#### SET PROBLEM 1
In the forum post about git tree hashing in Nix, which project needs thousands of git repositories locked as FODs?
#### SET PROBLEM 2
Please continue the forum post about git tree hashing in Nix, starting after its last sentence.

#### SOURCE
A friend of mine recently made me aware of https://github.com/NixOS/rfcs/pull/133 which introduced git’s tree hashing scheme as a valid hashing mode in Nix that results in a sha1 hash.
We discussed this in the context of Robotnix where we need to lock thousands of git repositories as FODs.
Pre-fetching 1000s of FODs (some of which are GiBs in size) is extremely time-consuming which massively slows down the update process. My friend’s idea was that we could cheaply fetch the tree hash of the remote heads without needing to nix-prefetch-git.
We played around with the git-hashing experimental feature together yesterday and were able to create a FOD that hashed the tree a la git and it was trivial to make fetchgit use that mode too, so even fetching actual stuff from the internet works just fine.
What we weren’t able to do is use a known git tree hash as the FOD hash. I suspect this is due to FODs not actually being content-addressed but being the hash of some special derivation representation that also includes e.g. the derivation name.
Is there a way to make this idea work?
The RFC mentions fetching sources from the software heritage foundation as a mirror but those must be FODs too though, right? How would that work?
I noticed that it was being weird about $NIX_BUILD_TOP/tmp not existing but wanted to report that separately.

#### DATASET

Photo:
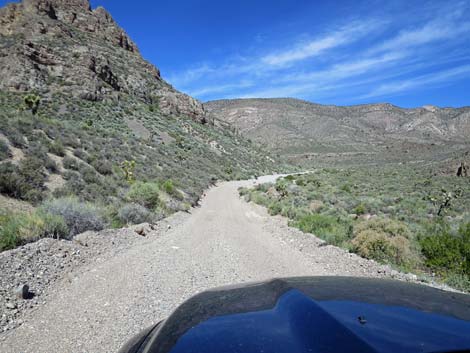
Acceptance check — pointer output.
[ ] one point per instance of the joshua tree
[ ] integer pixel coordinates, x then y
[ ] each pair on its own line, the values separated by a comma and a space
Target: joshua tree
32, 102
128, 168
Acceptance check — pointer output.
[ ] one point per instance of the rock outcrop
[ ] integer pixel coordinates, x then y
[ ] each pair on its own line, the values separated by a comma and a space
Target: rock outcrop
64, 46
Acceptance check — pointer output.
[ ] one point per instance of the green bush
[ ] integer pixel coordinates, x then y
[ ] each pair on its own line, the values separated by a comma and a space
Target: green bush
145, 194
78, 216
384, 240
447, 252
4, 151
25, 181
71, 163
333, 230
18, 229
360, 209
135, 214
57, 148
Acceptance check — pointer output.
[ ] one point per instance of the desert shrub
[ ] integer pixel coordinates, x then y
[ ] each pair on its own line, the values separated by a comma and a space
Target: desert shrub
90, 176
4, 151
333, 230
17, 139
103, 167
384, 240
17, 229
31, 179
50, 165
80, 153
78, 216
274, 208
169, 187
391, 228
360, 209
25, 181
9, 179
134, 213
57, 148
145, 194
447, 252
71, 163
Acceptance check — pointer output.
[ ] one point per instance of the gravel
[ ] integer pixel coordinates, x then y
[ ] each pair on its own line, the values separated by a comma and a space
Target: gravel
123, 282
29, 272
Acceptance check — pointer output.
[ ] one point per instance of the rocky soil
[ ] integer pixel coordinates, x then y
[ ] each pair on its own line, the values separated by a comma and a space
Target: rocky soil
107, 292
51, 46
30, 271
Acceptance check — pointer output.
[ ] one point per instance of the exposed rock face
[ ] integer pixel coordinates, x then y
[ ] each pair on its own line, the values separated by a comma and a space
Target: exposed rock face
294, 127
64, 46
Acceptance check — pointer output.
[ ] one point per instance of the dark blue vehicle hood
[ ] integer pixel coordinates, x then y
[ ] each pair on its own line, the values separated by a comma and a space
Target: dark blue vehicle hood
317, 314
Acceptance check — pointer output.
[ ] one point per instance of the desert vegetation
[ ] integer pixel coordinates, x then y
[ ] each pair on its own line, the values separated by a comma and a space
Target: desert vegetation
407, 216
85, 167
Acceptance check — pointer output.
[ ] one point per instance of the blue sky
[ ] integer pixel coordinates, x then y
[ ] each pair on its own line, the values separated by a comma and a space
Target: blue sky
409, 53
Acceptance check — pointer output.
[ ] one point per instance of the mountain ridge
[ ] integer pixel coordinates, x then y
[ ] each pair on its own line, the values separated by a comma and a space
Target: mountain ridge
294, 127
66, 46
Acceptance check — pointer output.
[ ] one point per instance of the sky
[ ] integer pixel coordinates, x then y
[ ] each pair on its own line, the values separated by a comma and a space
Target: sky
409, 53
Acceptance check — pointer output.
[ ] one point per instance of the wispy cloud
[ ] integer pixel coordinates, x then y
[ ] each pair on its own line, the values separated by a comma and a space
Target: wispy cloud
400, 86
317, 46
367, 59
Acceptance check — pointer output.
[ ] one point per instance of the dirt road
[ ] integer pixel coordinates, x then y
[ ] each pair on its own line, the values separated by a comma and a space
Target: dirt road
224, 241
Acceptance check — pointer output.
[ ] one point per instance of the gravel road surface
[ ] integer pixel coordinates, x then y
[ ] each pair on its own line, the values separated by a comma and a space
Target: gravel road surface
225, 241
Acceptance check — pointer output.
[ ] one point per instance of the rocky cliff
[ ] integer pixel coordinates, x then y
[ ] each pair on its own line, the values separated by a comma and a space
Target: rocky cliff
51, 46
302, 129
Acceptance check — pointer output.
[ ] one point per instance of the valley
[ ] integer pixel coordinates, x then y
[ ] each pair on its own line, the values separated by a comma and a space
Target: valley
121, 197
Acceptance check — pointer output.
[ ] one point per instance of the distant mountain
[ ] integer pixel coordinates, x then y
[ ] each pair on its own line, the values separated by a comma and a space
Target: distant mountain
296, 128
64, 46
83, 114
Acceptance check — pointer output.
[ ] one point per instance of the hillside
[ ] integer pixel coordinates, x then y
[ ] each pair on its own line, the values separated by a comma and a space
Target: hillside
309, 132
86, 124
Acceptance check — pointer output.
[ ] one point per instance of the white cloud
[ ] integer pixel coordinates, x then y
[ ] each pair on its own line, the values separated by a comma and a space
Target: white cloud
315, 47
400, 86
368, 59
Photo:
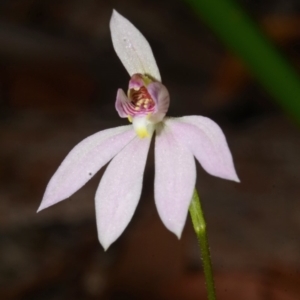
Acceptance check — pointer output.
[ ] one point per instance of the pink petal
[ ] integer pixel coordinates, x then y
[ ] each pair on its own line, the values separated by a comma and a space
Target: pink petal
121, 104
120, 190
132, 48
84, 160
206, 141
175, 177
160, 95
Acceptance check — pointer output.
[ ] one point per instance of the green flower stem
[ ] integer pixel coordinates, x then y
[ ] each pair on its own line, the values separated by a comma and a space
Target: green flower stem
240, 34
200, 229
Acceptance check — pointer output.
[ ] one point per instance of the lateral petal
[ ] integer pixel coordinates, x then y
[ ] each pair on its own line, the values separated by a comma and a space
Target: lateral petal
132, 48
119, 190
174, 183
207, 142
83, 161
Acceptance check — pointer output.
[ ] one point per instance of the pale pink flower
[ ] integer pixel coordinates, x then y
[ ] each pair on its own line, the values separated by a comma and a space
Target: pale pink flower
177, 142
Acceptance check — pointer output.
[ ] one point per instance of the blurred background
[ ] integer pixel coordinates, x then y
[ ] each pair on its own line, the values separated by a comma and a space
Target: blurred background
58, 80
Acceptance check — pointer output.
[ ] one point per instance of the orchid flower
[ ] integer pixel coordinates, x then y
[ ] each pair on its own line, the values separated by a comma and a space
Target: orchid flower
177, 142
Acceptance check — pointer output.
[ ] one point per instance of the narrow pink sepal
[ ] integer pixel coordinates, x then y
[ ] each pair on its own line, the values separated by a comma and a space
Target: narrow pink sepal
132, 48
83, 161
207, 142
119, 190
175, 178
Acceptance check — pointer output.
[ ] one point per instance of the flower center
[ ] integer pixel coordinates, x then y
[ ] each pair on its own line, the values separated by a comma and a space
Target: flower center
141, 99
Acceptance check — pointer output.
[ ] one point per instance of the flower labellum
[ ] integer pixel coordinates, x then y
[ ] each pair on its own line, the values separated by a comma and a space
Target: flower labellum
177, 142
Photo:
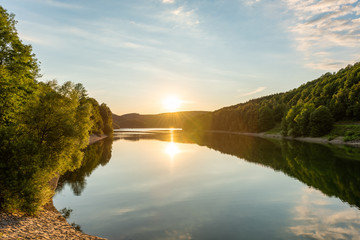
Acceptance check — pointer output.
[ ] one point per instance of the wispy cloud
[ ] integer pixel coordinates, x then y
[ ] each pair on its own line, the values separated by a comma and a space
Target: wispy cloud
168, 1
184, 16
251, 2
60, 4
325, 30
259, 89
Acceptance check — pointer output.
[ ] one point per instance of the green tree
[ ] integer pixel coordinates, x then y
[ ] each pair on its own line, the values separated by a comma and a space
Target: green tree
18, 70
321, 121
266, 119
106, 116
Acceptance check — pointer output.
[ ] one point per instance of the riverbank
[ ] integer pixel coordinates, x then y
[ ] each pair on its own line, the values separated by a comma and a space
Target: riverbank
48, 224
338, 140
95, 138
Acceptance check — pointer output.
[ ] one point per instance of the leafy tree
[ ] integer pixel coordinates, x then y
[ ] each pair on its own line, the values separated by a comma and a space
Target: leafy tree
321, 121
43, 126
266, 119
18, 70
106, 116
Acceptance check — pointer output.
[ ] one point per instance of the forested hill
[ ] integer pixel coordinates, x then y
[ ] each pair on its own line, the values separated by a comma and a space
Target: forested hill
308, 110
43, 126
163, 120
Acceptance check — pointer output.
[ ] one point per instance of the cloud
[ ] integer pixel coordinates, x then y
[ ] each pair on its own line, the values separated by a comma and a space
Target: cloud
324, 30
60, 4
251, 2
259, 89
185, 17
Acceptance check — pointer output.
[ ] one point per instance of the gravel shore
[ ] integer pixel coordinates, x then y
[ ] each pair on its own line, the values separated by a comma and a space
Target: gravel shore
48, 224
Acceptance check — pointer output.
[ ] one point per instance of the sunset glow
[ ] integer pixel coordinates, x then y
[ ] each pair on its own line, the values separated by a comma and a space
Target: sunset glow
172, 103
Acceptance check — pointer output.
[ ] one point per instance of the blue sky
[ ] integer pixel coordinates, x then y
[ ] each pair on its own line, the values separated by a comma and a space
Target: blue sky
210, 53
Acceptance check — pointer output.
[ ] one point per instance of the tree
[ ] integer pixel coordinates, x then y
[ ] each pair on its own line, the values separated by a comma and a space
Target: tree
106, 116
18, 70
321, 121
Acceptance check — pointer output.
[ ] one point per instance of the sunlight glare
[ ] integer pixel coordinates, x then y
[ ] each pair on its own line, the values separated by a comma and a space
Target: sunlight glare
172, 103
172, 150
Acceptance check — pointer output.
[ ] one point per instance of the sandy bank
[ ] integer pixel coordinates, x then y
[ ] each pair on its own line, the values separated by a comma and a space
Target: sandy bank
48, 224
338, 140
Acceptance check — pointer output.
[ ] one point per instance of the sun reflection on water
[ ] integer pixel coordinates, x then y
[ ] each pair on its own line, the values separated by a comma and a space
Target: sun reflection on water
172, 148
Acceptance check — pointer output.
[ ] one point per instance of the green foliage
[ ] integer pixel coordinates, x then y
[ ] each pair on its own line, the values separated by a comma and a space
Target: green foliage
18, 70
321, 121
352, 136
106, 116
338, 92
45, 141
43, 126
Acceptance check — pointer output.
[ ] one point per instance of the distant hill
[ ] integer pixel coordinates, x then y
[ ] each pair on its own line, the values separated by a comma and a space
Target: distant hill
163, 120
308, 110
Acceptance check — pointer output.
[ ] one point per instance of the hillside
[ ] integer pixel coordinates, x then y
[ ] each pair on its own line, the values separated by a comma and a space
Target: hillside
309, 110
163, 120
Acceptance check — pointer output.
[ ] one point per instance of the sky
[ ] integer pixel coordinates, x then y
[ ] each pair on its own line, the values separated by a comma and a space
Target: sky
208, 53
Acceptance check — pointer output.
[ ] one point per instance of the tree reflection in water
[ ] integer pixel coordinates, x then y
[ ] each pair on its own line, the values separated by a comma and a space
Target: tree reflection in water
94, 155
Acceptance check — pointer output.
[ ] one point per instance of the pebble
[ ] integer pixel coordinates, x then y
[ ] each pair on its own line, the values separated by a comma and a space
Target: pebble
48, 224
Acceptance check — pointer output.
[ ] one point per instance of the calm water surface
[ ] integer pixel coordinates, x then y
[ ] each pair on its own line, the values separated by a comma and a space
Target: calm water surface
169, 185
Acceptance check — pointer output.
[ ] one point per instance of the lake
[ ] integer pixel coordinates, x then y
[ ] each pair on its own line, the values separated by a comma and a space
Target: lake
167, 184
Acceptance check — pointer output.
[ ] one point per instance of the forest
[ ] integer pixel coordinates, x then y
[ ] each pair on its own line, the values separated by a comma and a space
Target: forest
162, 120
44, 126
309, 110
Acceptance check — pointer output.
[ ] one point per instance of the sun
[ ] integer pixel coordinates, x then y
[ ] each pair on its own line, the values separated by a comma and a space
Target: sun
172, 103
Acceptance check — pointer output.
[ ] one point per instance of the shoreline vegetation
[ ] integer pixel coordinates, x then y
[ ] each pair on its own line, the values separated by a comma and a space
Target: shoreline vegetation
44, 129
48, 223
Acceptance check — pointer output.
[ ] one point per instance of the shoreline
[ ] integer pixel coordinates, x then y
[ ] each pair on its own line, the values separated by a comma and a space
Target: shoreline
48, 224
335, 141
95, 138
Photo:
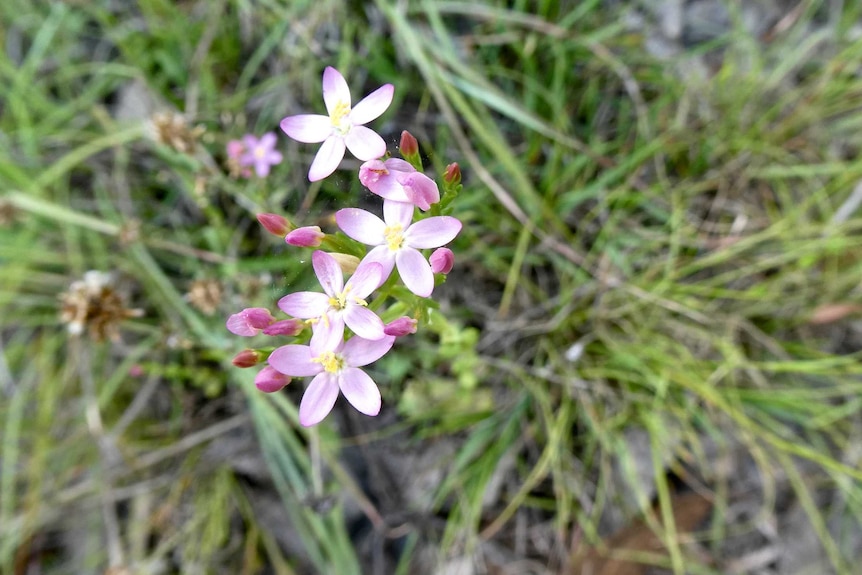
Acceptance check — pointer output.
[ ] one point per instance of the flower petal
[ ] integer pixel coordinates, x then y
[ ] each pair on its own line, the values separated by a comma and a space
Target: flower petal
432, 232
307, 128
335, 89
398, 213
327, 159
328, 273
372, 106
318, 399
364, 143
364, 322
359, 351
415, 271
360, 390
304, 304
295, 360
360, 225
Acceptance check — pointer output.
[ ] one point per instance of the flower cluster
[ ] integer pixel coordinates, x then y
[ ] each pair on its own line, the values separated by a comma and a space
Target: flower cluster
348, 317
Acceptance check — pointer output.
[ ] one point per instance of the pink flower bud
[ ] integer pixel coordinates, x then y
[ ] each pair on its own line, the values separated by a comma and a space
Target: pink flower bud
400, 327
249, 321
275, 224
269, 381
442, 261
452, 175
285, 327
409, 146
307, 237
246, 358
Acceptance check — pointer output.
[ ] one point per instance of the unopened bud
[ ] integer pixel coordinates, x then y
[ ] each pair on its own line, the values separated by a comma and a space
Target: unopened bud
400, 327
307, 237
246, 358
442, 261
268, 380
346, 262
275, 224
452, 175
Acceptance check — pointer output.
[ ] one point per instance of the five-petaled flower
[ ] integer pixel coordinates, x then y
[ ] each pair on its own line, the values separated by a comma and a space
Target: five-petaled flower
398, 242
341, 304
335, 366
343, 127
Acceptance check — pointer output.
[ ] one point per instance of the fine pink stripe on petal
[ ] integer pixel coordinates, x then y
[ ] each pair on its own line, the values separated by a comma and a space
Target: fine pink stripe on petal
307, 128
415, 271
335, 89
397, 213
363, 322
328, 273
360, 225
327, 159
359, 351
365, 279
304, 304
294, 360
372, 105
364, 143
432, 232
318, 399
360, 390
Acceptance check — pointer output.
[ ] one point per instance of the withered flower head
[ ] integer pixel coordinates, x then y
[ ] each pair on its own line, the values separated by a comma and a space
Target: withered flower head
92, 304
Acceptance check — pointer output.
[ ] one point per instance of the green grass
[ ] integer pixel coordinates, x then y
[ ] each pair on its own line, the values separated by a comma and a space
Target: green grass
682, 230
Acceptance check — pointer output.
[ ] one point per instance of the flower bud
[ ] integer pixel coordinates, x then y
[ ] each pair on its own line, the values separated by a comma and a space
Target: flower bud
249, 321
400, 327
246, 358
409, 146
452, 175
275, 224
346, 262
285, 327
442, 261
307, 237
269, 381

#### TASK RESULT 1
Robotnix

#### TASK RESULT 2
Indeed that seems to be hashing that rather than $out. When I change $out, the hash doesn’t change and when I change $NIX_BUILD_TOP/tmp, it does change. I’ll get to testing whether that corresponds with the git tree hash.
Funnily, this allows you to produce a weird state where you have a non-deterministic FOD that does not fail before the --check determinism check because the hash “matches”.
I think that «weird states» don’t count when the feature is clearly not finished yet.
I guess your workaround could be called a «preview» or something, given that upgrading to a correctly working git hasher should be transparent (and doing a completely-extra bunch of persistent writes is how everything is done with Nix anyway)
Yeah, I haven’t tried push it for prime time yet (I went and finished a first version because of potential good interactions with the fetchers). But I am glad people are trying it out!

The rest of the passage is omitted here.